Storing data from multiple clients

  • Thread starter Thread starter Massimo
  • Start date Start date
M

Massimo

Hi to all.

I'm developing a network server application which will be constantly
receiving data from mobile GPRS clients and storing them in a centralized
database (probably SQL Server or Oracle); from the server's point of view,
the clients will just be standard TCP/IP clients, sending data using a
custom protocol I'll design. The data will be sent to the server in
messages, which will contain very small amounts of data (a bunch of floating
point numbers), but will be sent quite often, every second or even faster.
The number of client is not pre-determined, but the application needs to be
able to scale up to hundreds of clients. The server won't do any processing
on the incoming data, just add a timestamp and the client's ID and INSERT a
new row in a table.

I'm going to use async sockets to handle the connections from the clients,
so the data storing actions will be triggered by incoming socket data and
will be handled by the socket callback methods; I think this is much better
than using worker threads to wait on the sockets, since the number of
simultaneous connections can potentially become quite high (am I right on
this?). Now, my question is: which is the best way to do an INSERT on the DB
every time a data message arrives from a connected socket?

I (obviously) don't want to manually open and close a DB connection every
time; I could open one when the server starts and do all of my data access
using that one, but I don't know how this method works when using a
multithreaded application; if I have to use some form of mutual exclusion
here, then the single DB connection will become a bottleneck.
I've heard about using connection pooling, but I don't actually know how it
works and if this is the ideal technique for this scenario.

Can someone please help? :-)

Thanks


Massimo
 
Massimo

I cannot answer for the async sockets. I've never used them; but for the database:

The .NET Connection classes can not be used by multiple trheads. You have to use one Connection instance for each thread.

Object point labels
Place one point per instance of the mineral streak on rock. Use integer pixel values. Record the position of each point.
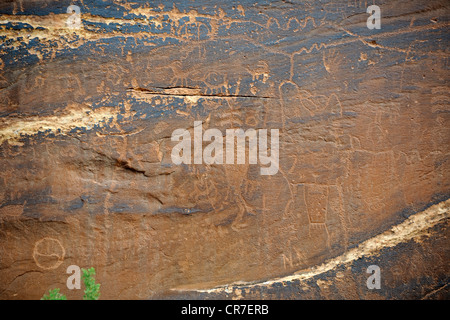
(86, 120)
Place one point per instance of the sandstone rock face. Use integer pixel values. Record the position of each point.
(87, 117)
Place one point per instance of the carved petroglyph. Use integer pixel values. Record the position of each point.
(48, 253)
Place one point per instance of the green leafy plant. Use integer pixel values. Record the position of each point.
(92, 291)
(54, 295)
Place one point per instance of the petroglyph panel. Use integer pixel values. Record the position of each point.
(86, 122)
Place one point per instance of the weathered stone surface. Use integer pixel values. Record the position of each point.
(87, 115)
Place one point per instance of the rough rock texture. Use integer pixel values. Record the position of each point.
(86, 118)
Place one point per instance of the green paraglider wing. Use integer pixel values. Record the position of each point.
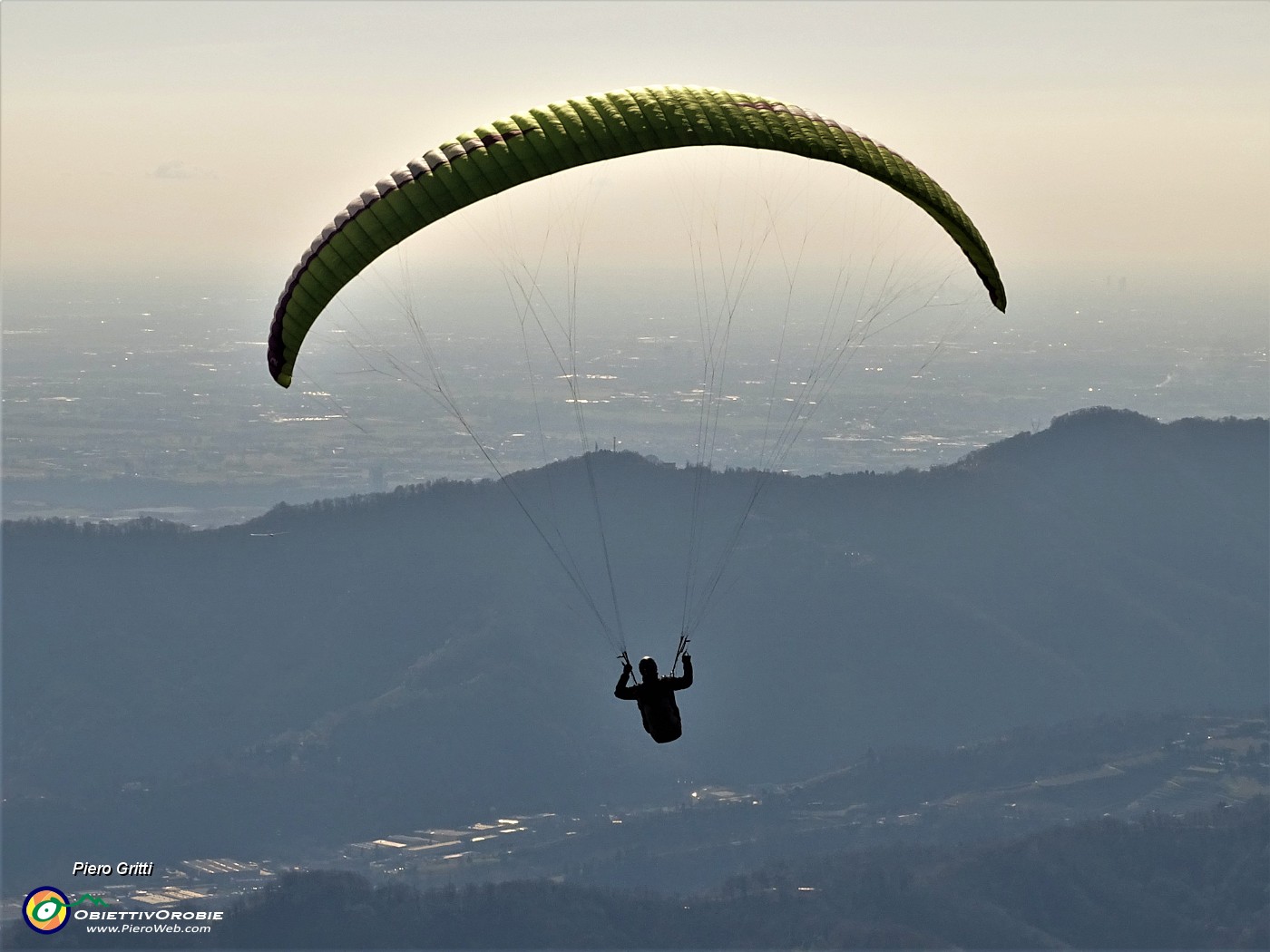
(565, 135)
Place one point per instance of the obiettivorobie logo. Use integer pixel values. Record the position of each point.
(46, 909)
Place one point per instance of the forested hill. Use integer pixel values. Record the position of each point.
(422, 656)
(1166, 882)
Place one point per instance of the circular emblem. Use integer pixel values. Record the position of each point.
(44, 909)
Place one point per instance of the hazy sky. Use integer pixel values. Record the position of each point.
(197, 139)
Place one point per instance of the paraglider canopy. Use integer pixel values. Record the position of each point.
(574, 132)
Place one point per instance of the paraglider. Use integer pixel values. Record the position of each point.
(552, 139)
(656, 697)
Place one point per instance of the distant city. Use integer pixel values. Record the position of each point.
(156, 402)
(1221, 759)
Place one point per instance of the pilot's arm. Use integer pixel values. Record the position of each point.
(622, 691)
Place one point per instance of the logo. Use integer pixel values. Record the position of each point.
(44, 909)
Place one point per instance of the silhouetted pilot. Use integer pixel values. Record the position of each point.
(656, 697)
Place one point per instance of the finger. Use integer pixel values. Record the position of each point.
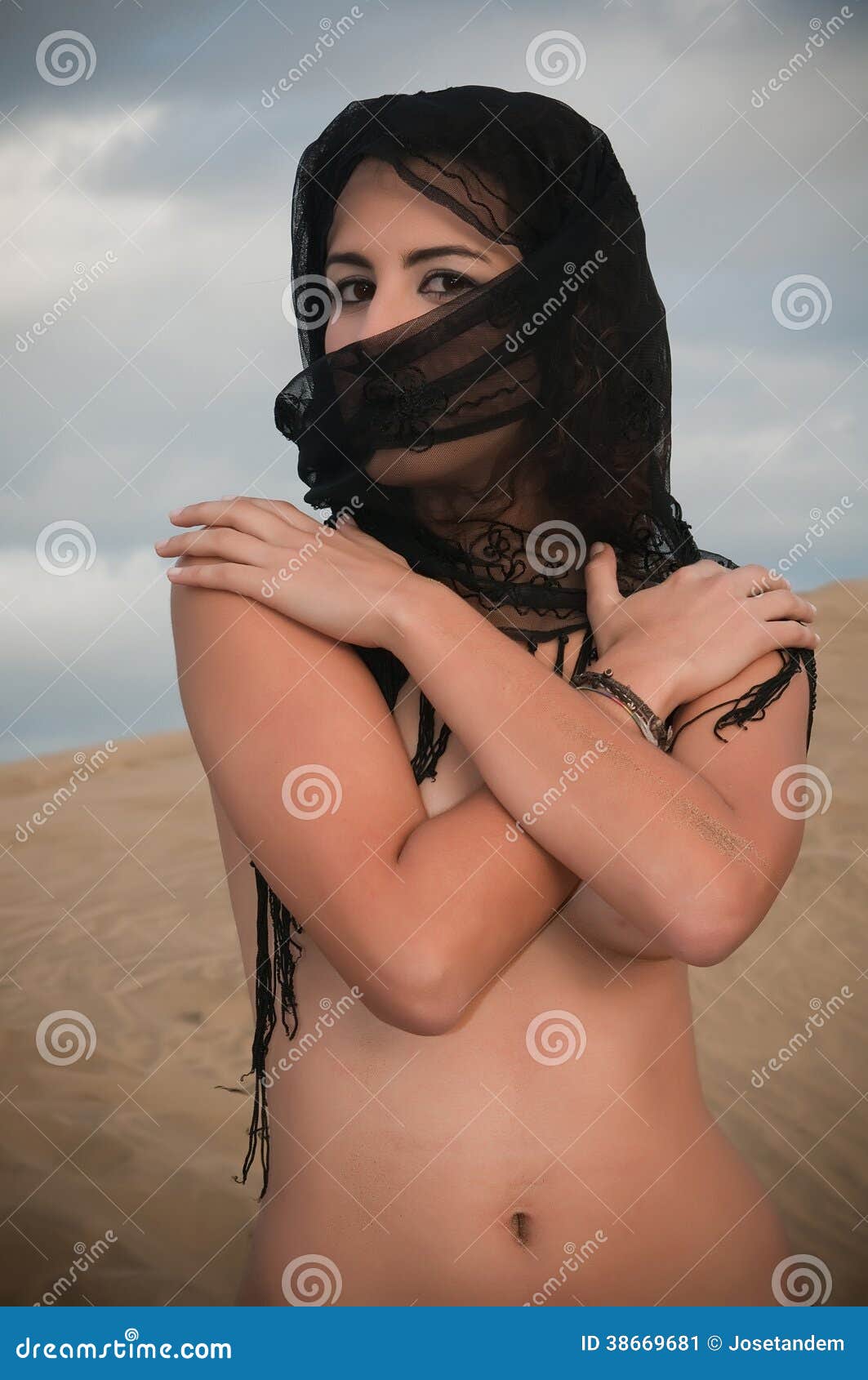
(783, 603)
(224, 543)
(287, 512)
(224, 574)
(602, 590)
(756, 580)
(791, 635)
(243, 514)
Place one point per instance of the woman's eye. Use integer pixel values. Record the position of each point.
(453, 283)
(355, 290)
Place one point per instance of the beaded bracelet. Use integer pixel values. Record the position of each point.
(652, 725)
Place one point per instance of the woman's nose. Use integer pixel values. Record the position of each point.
(392, 307)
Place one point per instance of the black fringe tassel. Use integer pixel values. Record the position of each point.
(275, 974)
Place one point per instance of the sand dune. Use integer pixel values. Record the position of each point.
(115, 907)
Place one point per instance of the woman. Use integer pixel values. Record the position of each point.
(478, 888)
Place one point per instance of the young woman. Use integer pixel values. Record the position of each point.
(480, 875)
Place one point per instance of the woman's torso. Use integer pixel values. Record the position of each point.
(551, 1148)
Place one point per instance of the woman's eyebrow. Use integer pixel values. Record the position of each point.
(413, 257)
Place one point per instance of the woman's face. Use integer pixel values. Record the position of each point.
(395, 254)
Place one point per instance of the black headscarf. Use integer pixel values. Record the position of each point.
(570, 345)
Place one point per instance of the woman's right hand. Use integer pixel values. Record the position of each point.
(697, 628)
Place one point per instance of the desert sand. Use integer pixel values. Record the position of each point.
(116, 908)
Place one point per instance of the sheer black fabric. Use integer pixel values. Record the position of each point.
(550, 385)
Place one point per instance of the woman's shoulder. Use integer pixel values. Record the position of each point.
(247, 650)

[ACTIONS TO TAKE]
• 1. Summarize the thread on storing data from multiple clients in two sentences.
• 2. Extend the thread on storing data from multiple clients, beginning after its final sentence.

[THE RESULTS]
• 1. The poster is building a server that will receive frequent small messages of floating point numbers from up to hundreds of mobile GPRS clients over async sockets, and will add a timestamp and the client's ID before inserting each message as a new row in a centralized database. The poster asks how best to perform each insert without opening a connection every time or turning a single shared connection into a bottleneck, and a reply states that .NET Connection classes cannot be used by multiple threads, so each thread needs its own Connection instance.

• 2.
Opening a connection will reuse the connection on the SQL Server side if possible, so the SQL Server will create it only once (Connection Pooling). Opening and closing the connection will be done fast.

We have seen, that the most time will be used by inserting the data into the table of SQL Server. Depending on the servers load and the available hardware, you could assume 20..50 ms for every insert. To get a more accurate time, try it out with the planned or similar hardware.
Use stored procedures for the insert; they have better performance than using sql statements.

Try to reduce roundtrips to the database server. You could collect lets say 10 messages from the clients and send them as a bunch to a stored procedure on the database server.

Try to decouple the insert from the TCP sockets, because you never know, how much time it will take. You could use Microsoft Message Queue for that.

Furthermore try to design your application for scale out. That means that you can do the inserts on multiple SQL/Oracle servers.


I hope that helps
Greetings from Switzerland
Thomas
 
"Thomas Weingartner" <[email protected]> ha scritto nel
messaggio

You gave me some good points, thanks.
The .NET Connection classes can not be used by multiple trheads.
You have to use one Connection instance for each thread.

That's the problem: when the framework uses its own worker threads to
process async socket callbacks, you don't have any control on how many
threads there are and which one of them is used. To do as you suggest, I'd
have to manually spawn worker threads and have each one of them manage one
or more connected sockets.
I could also have each callback create a connection object, open it, use it
and then close it, but I think this would be *really* a bottleneck.
Another option would be to have only one connection object and use a mutex
to have only one thread at a time access it, but I think this would create a
big bottleneck too.
Opening a connection will reuse the connection on the SQL Server side if
possible, so the SQL Server will create it only once (Connection Pooling).
Opening and closing the connection will be done fast.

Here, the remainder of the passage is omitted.